Article
** START **

Deliberate misreading. It’s like asking a bunch of schoolkids whether their class bully should be joined by another, then when they say no, taking it as an endorsement of the first bully.

The obvious reason why a second superpower would be dangerous is because there would shortly be a Cold War between it and the United States that would drag us all in. How does that make the US’ imperial pretensions a good or popular thing?

‘Pace Fukuyama, the United States does not need to say "sorry" for getting rid of Saddam. What it needs to do is to be more realistic, better informed historically and less fiscally profligate; and to get more boots on the ground.’

Ferguson can’t make his mind up. On the one hand he says the invasion was a bad idea because it was unrealistic and history showed as much, yet on the other hand he suggests the problem is a shortage of boots on the ground.
Why would a bigger army make American hegemony-through-invasion more sustainable, given the problems of public attention span and casualty aversion that Ferguson himself admits?

Ferguson names four deficits hindering American hegemony: fiscal, manpower, attention, and legitimacy. He then says America doesn’t need to abandon hegemony, it just has to fix these four problems. But how? They’ve all proved insoluble for years.

America shows not the slightest sign of curing its fiscal profligacy. Its ADD and casualty aversion will only get worse as Americans get ever richer and fatter. The Army can’t recruit enough soldiers in wartime to maintain even its current strength without sacrificing quality standards, and nobody will touch the draft. And America’s international legitimacy is shot. Who would be allies with Rummy and Cheney?

In fact the war in Iraq and the drive for hegemony has worsened these problems: deficit, recruitment, resolve, legitimacy. This is unrealism on the Rumsfeld scale.

Ferguson says not one word on how to fix these problems, these chronic deficits.

By waving a magic wand? Wishing it were so? This reminds me of Christopher Hitchens’ article the other day, My Ideal War, in which he speculated about how everything would have worked out if other nations had rolled over and selflessly provided their own troops to help the PNACians implement phase one of their US global domination plan.

** END **

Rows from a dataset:
** START **

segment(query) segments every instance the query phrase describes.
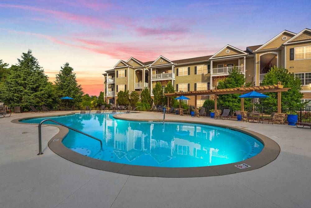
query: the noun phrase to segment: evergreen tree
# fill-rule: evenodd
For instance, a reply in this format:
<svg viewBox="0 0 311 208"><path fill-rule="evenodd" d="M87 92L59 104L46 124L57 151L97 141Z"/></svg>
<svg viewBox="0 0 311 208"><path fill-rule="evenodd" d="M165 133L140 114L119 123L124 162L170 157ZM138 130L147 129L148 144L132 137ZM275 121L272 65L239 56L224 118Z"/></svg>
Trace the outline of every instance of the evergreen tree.
<svg viewBox="0 0 311 208"><path fill-rule="evenodd" d="M251 83L244 84L245 80L244 75L235 67L231 72L229 73L229 75L225 79L219 81L217 89L240 87L243 85L245 87L250 86L252 84ZM218 104L221 106L230 108L234 110L240 109L241 98L239 96L240 95L239 94L219 95L217 99ZM250 99L244 99L244 106L245 108L247 108L251 106Z"/></svg>
<svg viewBox="0 0 311 208"><path fill-rule="evenodd" d="M156 86L152 89L152 94L153 94L153 101L155 104L160 105L163 104L164 95L163 93L162 85L160 82L156 83Z"/></svg>
<svg viewBox="0 0 311 208"><path fill-rule="evenodd" d="M297 109L303 107L305 104L302 103L300 99L303 98L303 94L300 92L301 90L301 82L299 78L295 76L293 73L283 68L275 66L272 68L263 78L261 85L277 85L278 82L284 88L290 88L288 92L282 92L281 94L281 106L284 109ZM276 109L277 106L277 93L265 93L270 98L261 98L259 102L262 105L272 107Z"/></svg>
<svg viewBox="0 0 311 208"><path fill-rule="evenodd" d="M119 105L128 105L130 104L130 94L128 90L121 91L118 94L117 103Z"/></svg>
<svg viewBox="0 0 311 208"><path fill-rule="evenodd" d="M55 89L59 98L70 97L74 99L73 102L77 105L82 100L83 92L81 85L77 82L76 73L73 71L73 69L68 62L61 67L59 73L56 76Z"/></svg>
<svg viewBox="0 0 311 208"><path fill-rule="evenodd" d="M142 103L147 103L150 105L150 106L152 105L153 103L153 100L151 97L149 89L146 87L145 87L142 91L142 94L140 94L140 99Z"/></svg>
<svg viewBox="0 0 311 208"><path fill-rule="evenodd" d="M29 109L30 105L52 103L54 90L31 51L23 53L18 64L11 67L10 74L2 87L3 101L10 107Z"/></svg>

** END **

Challenge A
Turn the entries, starting at their first line and stopping after the line that contains "92L59 104L46 124L57", into a Markdown table with the columns No. and Line, one row per line with blank lines left out. Leave the picture out of the table.
Challenge B
Go on with the commentary on Ferguson's case for American hegemony from the point where it stops.

Final result A
| No. | Line |
|---|---|
| 1 | segment(query) segments every instance the query phrase describes. |
| 2 | query: the noun phrase to segment: evergreen tree |
| 3 | # fill-rule: evenodd |
| 4 | For instance, a reply in this format: |
| 5 | <svg viewBox="0 0 311 208"><path fill-rule="evenodd" d="M87 92L59 104L46 124L57 151L97 141Z"/></svg> |

Final result B
Like an insubstantial cloud of might-have-beens, he just intellectually wafts by the fundamental obstacle of never-gonna-happen.

Same deal with his fellow Brit Ferguson, who is also a professional superpower-flatterer. Fifty years from today, Brits like these will be living in China telling THEM how great and powerful they are.

Posted by: OD | March 29, 2006 11:56 PM

OD:

From the Hoover Institute at Stanford's site--www.hooverdigest.org--I found an analysis, also using Freedom House as its source, indicating that as of 2000 there were 120 democracies, but only 71 liberal democracies. As I noted above, there is a fundamental difference between electoral democracy and liberal democracy. Only in the latter do the citizens have real guarantees of their individual rights.

With respect to the Ferguson article, you raise some fair points which I'd be interested in addressing later. It's a little too late now, though.

As I noted earlier, though, Ferguson continues to over-state the problems with the US fiscal situation. US public debt figures in nominal dollar terms are very high--and certainly higher under Bush--because the US economy is so large, but as a percentage of GDP US public debt is lower than most of the other G8 countries.

Iraq may be a bit of a mess, and I would prefer to see the approximately $100 billion per year spent in other ways, but it's not nearly as financially draining as people continue to assert. As I noted to you in a previous exchange, US defense spending now is about 4% of GDP. It reached 11% during Vietnam, 15% during Korea, and reached almost 40% duriung WWII.

Posted by: LWP | March 30, 2006 03:01 AM

Of course, though I disagree with Ferguson's calculations with respect to the US fiscal situation, I still do think most of the rest of his article was on point. I'll probably have to defend that in more detail later.

For a good source with respect to various countries' fiscal situations, The Economist's web site does a country by country breakdown.

Posted by: LWP | March 30, 2006 03:06 AM

Democracy: Iraq votes, Bush vetoes By Ehsan Ahrari

Call it desperation, but the United States has started to take measures in Iraq that would wreck its most cherished goal there: democracy.

(snip)

If democracy is meant to reflect the will of the people, Jaafari, for all his flaws, is a legitimate candidate to become the country's first permanent prime minister. But US President George W Bush is making it clear that his version of democracy in Iraq means having his preferred candidate at the helm.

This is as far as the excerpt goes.